Exercise requirements:
1. Transcribe the stretch of the JNU row passage from "The #JNURow is" through "bars for sedition.".
2. Answer these questions from the JNU row passage:
(a) By what date had Kanhaiya Kumar been thrown behind bars for sedition?
(b) Which outlet put out the video of Kanhaiya Kumar with a full transcript on 16 February?
(c) On what date did the news producer send his resignation letter?
3. Write the next part of the JNU row passage, picking up after its last sentence.

Passage shown:
*** Block opens ***
Like every word has more than one meaning, every tweet does many things at once, and every such ‘engagement’ powers either a forest fire or a damp squib. Kanhaiya Kumar is a ‘trigger’ event, the national tricolour is a ‘passion’ topic. Announcing a 207 ft tall and 135 kg heavy mast in all varsities during the raging #JNURow will not silence trigger communities which are discrete and unstoppable.
The #JNURow is a trigger event that has come to embody the network dynamics behind what a young man said after the Arab Spring which he sparked off turned on him: “If we want to liberate our society, we must first liberate the internet.”
By 13 February, Kanhaiya Kumar went from regular guy in JNU to “anti-national”, and thrown behind bars for sedition.
By 16 February, when Firstpost put out this video of Kanhaiya Kumar with a full transcript, a lot of folks asked us the simple question - fair enough too - “Why now? What’s this video, what about the other one?”
Which other one?
The answer came yesterday, on 22 February, when a news producer with a private TV channel sent a stinging resignation letter and quit over the way the company handled the “original” video.
In his letter, Vishwa Deepak writes: “Are we the BJP or RSS mouthpieces, for us to do whatever they say? A video which did not even have the slogan of ‘Pakistan zindabad’ was still aired continuously. How did we blindly believe that these voices which came in the dark were of Kanhaiya or his friends? Instead of ‘Bhartiya Court zindabad’, they heard 'Pakistan zindabad' and spoilt some peoples career, hopes and led their families to destruction. It would have been good if we would have let the investigating agencies conduct a probe and then waited for the results.”
*** Block closes ***
Records provided:
*** Block opens ***
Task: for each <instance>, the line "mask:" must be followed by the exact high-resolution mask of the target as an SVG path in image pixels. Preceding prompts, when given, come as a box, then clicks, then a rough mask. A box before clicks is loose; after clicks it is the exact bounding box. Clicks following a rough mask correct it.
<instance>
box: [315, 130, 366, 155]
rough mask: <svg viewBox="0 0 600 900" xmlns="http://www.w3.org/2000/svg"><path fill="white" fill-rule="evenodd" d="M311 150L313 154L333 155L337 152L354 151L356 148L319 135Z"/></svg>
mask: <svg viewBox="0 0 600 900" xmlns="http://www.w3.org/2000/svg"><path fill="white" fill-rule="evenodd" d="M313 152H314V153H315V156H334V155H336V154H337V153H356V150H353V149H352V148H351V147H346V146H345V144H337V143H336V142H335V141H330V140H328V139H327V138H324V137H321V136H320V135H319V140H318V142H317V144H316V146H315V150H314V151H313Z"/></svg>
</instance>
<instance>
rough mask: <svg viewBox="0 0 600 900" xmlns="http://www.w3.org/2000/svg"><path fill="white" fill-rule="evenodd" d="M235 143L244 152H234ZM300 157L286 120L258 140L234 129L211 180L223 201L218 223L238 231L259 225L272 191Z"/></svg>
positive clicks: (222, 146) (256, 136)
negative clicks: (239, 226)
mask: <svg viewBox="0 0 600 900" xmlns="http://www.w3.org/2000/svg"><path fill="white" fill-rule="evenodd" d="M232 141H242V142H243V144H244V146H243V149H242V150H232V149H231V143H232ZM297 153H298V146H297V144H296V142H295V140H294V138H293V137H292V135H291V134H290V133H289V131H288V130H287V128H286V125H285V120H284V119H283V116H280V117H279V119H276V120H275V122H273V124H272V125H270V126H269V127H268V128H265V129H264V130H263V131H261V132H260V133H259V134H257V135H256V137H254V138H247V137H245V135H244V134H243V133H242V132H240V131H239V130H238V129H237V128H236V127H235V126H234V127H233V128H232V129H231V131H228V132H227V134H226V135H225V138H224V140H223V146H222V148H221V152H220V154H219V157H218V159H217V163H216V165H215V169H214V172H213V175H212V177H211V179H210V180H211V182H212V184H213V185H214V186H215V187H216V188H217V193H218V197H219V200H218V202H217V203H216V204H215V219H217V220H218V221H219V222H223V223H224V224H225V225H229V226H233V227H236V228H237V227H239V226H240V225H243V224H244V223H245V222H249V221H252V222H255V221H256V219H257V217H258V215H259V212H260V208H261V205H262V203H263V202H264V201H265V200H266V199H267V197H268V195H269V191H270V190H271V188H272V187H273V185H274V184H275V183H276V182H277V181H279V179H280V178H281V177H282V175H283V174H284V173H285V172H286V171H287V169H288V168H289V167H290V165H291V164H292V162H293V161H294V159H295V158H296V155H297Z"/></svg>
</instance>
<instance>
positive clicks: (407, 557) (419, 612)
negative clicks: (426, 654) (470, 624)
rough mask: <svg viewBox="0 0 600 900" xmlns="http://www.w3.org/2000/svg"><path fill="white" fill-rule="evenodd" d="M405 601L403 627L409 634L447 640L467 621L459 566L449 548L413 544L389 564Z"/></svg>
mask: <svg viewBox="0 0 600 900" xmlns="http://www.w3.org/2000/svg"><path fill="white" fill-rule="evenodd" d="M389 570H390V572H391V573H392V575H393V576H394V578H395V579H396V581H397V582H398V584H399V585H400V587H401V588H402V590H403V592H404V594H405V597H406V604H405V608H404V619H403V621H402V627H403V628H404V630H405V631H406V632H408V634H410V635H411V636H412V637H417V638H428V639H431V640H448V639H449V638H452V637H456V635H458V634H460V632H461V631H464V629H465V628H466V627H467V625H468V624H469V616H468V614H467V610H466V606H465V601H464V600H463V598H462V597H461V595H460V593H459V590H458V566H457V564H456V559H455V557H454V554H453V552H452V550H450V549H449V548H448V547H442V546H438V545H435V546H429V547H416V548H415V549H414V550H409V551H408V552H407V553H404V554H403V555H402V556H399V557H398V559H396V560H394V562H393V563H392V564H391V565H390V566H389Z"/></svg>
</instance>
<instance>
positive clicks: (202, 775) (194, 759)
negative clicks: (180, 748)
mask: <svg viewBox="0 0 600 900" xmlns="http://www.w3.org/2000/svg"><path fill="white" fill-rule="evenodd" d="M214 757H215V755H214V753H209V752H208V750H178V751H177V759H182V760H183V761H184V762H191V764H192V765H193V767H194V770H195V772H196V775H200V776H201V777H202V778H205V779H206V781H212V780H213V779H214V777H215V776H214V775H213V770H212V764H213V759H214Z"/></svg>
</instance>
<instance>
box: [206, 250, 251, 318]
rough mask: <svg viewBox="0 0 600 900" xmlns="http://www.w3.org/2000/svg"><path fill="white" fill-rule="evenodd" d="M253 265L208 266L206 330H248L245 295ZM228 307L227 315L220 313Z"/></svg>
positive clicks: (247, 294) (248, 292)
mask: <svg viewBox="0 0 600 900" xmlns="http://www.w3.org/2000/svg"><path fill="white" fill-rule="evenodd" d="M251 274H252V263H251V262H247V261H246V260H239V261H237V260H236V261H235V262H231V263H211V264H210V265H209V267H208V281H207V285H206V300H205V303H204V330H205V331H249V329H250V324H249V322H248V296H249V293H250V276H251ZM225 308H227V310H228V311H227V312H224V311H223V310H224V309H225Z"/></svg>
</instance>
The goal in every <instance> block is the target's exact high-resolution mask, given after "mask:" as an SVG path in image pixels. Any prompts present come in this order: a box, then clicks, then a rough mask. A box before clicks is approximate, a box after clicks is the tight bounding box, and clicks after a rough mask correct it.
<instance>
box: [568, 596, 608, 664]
*** Block closes ***
*** Block opens ***
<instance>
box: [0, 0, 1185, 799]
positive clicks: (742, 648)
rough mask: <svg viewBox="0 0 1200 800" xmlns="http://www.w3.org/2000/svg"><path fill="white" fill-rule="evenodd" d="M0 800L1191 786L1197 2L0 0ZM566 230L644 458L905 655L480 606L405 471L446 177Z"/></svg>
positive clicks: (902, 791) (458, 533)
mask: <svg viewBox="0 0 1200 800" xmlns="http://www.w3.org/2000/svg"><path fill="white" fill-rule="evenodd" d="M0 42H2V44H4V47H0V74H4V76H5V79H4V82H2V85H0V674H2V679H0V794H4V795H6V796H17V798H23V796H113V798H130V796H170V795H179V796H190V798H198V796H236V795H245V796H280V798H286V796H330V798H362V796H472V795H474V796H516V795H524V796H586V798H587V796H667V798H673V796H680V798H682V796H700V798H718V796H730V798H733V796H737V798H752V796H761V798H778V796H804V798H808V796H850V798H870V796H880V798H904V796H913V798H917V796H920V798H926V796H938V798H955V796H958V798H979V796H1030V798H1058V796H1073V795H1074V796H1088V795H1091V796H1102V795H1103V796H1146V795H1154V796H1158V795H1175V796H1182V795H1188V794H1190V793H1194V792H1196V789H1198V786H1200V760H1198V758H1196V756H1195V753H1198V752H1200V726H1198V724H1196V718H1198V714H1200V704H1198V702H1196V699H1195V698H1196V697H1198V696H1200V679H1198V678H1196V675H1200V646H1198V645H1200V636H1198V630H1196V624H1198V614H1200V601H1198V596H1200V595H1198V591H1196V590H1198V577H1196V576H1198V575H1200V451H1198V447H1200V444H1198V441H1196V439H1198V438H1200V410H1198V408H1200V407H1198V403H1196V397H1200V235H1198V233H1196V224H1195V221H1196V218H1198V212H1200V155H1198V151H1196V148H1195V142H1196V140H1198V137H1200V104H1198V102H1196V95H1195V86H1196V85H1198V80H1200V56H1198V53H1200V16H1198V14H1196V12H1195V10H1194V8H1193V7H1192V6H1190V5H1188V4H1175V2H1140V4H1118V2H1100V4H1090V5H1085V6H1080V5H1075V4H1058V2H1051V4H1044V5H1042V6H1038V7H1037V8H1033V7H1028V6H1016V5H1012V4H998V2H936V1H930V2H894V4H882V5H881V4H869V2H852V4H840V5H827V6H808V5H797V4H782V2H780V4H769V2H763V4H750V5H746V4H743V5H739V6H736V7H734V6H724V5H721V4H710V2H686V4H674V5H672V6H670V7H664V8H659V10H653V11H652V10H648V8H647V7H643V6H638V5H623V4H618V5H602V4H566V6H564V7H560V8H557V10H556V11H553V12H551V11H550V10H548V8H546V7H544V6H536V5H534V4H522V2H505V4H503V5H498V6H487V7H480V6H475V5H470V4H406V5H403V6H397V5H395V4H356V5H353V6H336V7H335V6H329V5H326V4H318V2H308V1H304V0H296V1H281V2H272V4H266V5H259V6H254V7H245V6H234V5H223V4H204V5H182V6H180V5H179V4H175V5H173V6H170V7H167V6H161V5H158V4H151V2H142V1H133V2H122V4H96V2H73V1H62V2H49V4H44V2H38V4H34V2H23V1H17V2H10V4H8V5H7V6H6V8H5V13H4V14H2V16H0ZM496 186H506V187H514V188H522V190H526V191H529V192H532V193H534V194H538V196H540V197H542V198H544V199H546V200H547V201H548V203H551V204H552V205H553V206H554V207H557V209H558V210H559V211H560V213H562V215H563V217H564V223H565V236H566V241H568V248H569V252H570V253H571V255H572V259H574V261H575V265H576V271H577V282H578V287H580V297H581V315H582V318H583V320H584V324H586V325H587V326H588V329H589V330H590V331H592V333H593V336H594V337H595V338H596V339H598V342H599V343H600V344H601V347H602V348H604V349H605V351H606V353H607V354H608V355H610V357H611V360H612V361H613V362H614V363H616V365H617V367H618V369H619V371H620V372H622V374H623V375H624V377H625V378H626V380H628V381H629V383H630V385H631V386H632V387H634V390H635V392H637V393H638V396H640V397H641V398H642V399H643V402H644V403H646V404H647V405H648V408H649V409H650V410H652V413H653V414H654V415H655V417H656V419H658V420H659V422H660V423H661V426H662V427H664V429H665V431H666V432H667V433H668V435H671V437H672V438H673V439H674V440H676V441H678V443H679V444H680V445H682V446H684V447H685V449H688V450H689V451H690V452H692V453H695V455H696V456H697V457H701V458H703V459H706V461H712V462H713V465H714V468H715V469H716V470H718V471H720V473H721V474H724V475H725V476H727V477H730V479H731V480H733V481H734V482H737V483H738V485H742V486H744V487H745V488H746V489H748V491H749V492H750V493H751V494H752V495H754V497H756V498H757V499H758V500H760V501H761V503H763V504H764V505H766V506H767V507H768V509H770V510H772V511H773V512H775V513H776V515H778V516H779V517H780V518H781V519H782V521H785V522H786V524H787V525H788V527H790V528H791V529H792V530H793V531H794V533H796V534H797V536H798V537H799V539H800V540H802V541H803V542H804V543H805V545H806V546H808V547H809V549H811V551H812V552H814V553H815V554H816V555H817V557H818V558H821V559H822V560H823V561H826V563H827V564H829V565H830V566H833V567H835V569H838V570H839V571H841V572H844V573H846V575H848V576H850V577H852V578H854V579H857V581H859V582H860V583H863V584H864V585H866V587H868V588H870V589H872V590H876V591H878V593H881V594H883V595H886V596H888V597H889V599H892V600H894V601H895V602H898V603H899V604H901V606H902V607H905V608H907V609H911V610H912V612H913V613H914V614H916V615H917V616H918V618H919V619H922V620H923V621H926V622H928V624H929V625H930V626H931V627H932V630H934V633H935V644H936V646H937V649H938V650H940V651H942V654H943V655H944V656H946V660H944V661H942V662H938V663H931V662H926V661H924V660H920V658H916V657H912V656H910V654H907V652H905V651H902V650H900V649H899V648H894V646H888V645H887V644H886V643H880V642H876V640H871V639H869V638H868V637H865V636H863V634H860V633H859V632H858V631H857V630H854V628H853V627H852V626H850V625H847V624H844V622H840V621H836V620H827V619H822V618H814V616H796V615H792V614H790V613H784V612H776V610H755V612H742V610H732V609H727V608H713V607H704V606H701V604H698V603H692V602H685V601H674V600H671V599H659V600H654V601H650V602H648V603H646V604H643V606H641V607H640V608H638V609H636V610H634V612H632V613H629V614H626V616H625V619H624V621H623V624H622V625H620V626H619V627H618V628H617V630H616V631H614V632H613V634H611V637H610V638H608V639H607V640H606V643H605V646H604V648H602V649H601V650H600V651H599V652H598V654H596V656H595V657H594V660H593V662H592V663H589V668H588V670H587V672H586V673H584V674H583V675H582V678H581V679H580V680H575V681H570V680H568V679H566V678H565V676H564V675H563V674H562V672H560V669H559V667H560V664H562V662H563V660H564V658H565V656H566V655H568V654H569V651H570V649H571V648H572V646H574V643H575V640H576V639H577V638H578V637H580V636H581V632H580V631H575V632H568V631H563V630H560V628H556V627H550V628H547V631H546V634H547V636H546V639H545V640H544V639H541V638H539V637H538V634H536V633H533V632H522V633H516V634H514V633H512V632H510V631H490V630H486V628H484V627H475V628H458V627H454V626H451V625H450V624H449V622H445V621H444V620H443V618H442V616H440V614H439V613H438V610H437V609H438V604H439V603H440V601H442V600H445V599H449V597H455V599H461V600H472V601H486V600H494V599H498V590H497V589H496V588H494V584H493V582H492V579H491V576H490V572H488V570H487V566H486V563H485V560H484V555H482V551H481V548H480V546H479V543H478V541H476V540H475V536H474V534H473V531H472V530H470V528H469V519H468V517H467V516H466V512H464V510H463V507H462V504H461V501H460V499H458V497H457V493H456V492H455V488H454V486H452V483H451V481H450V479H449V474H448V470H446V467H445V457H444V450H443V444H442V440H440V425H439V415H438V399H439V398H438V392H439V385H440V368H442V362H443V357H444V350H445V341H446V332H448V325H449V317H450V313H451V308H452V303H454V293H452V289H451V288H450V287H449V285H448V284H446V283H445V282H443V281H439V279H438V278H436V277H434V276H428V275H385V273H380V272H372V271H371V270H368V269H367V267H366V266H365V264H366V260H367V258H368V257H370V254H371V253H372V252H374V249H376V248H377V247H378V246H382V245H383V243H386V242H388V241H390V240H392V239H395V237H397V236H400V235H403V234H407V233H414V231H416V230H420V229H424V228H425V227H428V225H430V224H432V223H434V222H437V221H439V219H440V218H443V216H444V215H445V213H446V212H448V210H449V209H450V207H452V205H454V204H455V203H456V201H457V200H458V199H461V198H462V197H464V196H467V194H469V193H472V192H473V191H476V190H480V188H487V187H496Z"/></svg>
*** Block closes ***
Answers in order:
1.
The #JNURow is a trigger event that has come to embody the network dynamics behind what a young man said after the Arab Spring which he sparked off turned on him: “If we want to liberate our society, we must first liberate the internet.”
By 13 February, Kanhaiya Kumar went from regular guy in JNU to “anti-national”, and thrown behind bars for sedition.

2.
(a) 13 February
(b) Firstpost
(c) 22 February

3.
When the Firstpost video of Kanhaiya Kumar caught fire, the questions “why this video, why now” is a good indication of how chaotic social media conversations are. The video we put out may turn out to be the only video that matters, because the 'other one - the earlier one' has reportedly been fixed, from what Vishwa Deepak says.
News is no longer breaking on traditional media, the pyramid has upturned and news often breaks on social and then percolates. News aggregators are somewhere in the middle between social on top and community influencers populating the bottom of the pyramid. But governments and those in power cannot be seen to be taking decisions based on how social media informs them or how television may report the #JNURow. Social media is not an arbiter of truth. After the Paris Attacks and San Bernardino shootings in California, the New York police got a social media message that schools will be attacked. NYPD analyzed the message and decided it was an empty threat, all schools stayed open.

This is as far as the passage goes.